> _DESCRIPTION OF THE TASK_: Filter the records down to the lines that hold the word "white", and copy each of those lines.

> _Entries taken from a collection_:
§ §

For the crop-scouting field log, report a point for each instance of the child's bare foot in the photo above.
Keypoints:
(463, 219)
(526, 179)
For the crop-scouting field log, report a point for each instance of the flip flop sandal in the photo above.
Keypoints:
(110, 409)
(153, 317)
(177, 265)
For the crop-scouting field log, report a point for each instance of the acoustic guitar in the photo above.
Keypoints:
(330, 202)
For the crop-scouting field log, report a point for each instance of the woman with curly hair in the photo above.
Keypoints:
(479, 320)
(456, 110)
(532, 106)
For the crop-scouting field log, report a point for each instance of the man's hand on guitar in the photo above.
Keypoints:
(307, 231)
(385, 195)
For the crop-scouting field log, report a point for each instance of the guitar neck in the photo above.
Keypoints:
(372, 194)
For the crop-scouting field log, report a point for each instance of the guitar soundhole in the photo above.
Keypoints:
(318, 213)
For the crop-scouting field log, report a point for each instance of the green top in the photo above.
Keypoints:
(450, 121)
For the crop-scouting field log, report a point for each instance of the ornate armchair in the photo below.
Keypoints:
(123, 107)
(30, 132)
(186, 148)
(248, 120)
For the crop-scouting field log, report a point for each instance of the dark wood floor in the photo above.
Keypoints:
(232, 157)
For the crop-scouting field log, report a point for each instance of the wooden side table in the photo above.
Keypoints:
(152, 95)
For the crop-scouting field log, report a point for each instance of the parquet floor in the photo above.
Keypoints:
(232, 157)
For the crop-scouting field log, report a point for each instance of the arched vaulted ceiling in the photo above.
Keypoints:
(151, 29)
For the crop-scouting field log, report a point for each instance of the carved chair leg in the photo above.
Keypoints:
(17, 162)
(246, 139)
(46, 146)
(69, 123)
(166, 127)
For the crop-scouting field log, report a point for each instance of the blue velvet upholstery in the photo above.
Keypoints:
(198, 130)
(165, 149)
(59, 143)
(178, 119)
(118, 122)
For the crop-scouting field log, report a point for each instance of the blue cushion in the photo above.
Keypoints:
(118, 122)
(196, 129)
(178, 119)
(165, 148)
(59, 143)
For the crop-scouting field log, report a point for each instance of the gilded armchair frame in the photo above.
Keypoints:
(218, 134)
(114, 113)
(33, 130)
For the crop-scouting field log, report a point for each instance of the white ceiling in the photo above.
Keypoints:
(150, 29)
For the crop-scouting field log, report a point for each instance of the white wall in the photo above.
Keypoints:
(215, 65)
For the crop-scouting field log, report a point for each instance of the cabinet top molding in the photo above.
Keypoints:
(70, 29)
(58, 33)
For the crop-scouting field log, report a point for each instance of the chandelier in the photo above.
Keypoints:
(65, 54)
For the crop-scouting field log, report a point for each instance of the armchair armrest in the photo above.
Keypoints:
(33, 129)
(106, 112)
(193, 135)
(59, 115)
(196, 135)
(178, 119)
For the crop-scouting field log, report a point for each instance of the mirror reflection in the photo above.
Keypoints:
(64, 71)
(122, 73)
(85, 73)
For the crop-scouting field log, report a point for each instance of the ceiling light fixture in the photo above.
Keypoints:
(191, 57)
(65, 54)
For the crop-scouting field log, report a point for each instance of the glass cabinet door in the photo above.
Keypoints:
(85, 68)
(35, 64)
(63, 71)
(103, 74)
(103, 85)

§ §

> _RESULT BELOW_:
For the crop-scouting field log, report a point for each instance of the white ceiling in the photo above.
For the crop-scouting field log, report a point for each instance of the white wall in the photo above.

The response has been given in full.